Activities:
[a] Please list each responsibility that the article on the UK's Covid-19 vaccine approval gives for the MRHA.
[b] Extend the article on the UK's Covid-19 vaccine approval, picking up after its final sentence.

Covid-19 vaccine – It has been welcome and unwelcome news that the UK has become the first country to approve the Covid-19 vaccine which had been tested in a large clinical trial for Covid-19, by the UK’s Medicines and Healthcare products Regulatory Agency (MRHA). The MRHA is an executive agency responsible for ensuring the standards of safety and quality for biological medicines, promoting medical harmonisation and educating the public and healthcare professionals about the risks and benefits of medicines.
The Pfizer and BioNTech manufactured vaccine operates by injecting a small fragment of the Covid-19 virus’ genetic code into the body. When present in the body, the body recognises the fragment as foreign and the immune systems fights against it.
Brexit and the Authorisation of the Vaccine
Whilst there is divided opinion on the Covid-19 vaccine, coupled with questions surrounding its imperativeness, viability and possible side effects, Brexit has recently dominated the conversation.
In a recent interview on Times Radio, the Secretary of State for Health, Matt Hancock, linked Brexit to the vaccine’s speedy approval. Hot on the trail of the Covid-19 vaccine, Mr Hancock stated that the speed of the authorisation of the vaccine was due to the UK no longer being part of the European Union, as by leaving the European Union the process was faster and avoided delay.

Data for review:
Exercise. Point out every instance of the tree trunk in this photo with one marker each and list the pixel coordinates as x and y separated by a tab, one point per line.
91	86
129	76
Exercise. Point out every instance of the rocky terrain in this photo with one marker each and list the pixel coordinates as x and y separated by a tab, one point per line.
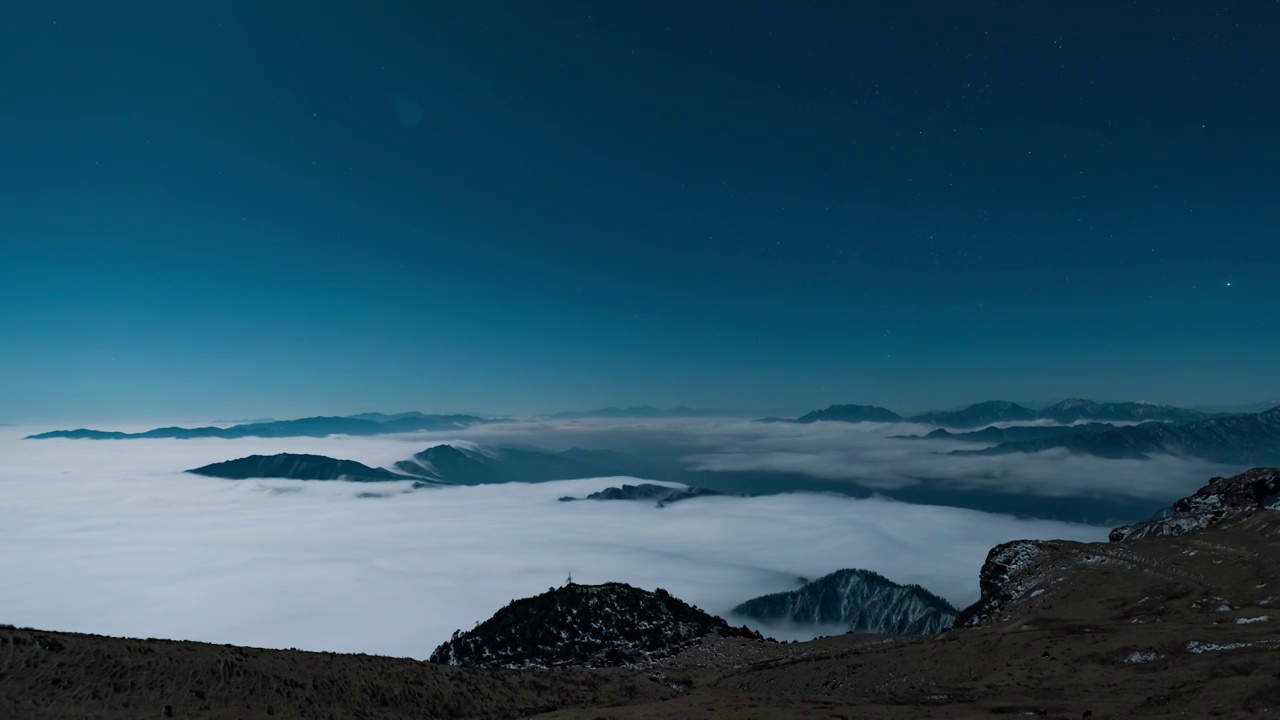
1153	625
297	468
1221	500
661	495
586	627
856	601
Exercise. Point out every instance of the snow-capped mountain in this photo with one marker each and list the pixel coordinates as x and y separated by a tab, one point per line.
1073	410
858	601
585	625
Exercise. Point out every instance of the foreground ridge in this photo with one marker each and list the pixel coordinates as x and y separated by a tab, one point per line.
602	625
1165	625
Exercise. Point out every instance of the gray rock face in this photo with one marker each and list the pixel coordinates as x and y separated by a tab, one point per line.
859	601
1015	572
1223	499
1000	579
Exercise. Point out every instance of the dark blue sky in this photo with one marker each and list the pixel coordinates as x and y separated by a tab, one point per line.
255	208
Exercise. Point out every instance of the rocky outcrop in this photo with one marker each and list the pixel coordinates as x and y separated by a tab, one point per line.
1016	572
1221	500
1001	579
295	466
606	625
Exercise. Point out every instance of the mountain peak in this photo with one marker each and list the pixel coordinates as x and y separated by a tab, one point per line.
602	625
859	601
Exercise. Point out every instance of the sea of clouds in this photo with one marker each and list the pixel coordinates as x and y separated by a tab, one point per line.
112	537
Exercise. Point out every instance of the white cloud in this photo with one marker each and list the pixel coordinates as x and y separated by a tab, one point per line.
110	537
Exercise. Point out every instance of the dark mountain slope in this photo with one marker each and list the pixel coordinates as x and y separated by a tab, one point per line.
858	601
305	427
466	466
1235	440
297	468
1223	500
978	415
849	414
1165	627
1016	433
584	625
662	495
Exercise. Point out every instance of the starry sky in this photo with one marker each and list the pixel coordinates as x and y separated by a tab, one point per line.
246	209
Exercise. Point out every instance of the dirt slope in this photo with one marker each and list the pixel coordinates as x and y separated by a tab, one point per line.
1170	627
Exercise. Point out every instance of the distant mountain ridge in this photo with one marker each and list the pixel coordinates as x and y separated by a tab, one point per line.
302	427
858	601
643	411
662	495
604	625
296	468
1014	433
474	466
982	414
851	414
1233	440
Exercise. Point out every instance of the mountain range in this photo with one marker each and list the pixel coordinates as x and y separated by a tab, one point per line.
1013	433
1153	624
643	411
474	466
368	424
1068	411
661	495
1235	440
856	601
297	468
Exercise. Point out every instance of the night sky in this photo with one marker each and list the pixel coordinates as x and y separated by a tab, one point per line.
240	209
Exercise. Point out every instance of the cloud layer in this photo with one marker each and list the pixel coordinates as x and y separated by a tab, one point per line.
110	537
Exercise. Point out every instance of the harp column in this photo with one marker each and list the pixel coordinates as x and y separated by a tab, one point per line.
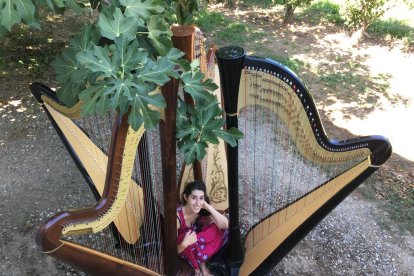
230	62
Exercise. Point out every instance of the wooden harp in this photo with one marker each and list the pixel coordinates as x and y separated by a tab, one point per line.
286	174
131	230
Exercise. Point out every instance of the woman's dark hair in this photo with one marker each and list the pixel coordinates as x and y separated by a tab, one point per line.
191	186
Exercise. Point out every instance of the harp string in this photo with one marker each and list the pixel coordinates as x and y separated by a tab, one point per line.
277	172
98	130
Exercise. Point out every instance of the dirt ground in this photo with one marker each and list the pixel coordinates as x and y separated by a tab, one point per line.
38	178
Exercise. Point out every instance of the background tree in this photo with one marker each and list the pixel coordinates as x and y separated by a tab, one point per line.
123	73
290	7
359	14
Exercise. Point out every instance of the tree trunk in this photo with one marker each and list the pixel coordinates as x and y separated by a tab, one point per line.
289	14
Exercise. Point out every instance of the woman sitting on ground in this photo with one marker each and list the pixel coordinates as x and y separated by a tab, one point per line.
201	229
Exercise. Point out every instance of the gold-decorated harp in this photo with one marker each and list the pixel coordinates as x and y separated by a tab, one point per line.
284	176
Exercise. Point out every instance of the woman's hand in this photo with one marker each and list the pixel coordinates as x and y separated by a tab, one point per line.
206	206
218	219
189	239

Answers by task:
[a]
- Ensuring the standards of safety and quality for biological medicines
- Promoting medical harmonisation
- Educating the public and healthcare professionals about the risks and benefits of medicines

[b]
The delay Mr Hancock refers to is the process of authorisation of the vaccine by the European Medicines Agency (EMA), an agency which facilitates development and access to medicines, monitors the safety of medicines and evaluates applications for marketing authorisation. The UK’s fast authorisation was a result of the ability of MHRA, the UK based regulator, to skip this stage and authorise the vaccine itself, an ability which Mr Hancock attributes to Brexit.
According to Mr Hancock, the UK was no longer obliged ‘to go at the pace of the Europeans, who are moving a little bit more slowly’, he stated, referring to the authorisation by the EMA. This statement had been praised by the Leader of the House of Commons, Jacob Rees-Mogg, who has tweeted in support of the Mr Hancock, although agreement from the Prime Minister was absent.
Covid-19 vaccine & The EU Law
Yet, the chief executive of the MRHA, Dr. June Raine states that it is in fact European Directive, 2001/83/EC, also known as the Community Code Relating to Medicinal Products for Human Use, that must be thanked for the approval of the vaccine. This Directive is implemented by Regulation 174 of the Human Medicines Regulations 2012, which incorporates the Directive into domestic legislation.
Article 5(2) of this Directive allowed the UK to ‘temporarily authorise the distribution of an unauthorised medicinal product’ in the event of a health emergency. Subsequently the UK could bypass the stage of getting the vaccine authorised by the European Medicines Agency and temporarily authorise the vaccine itself.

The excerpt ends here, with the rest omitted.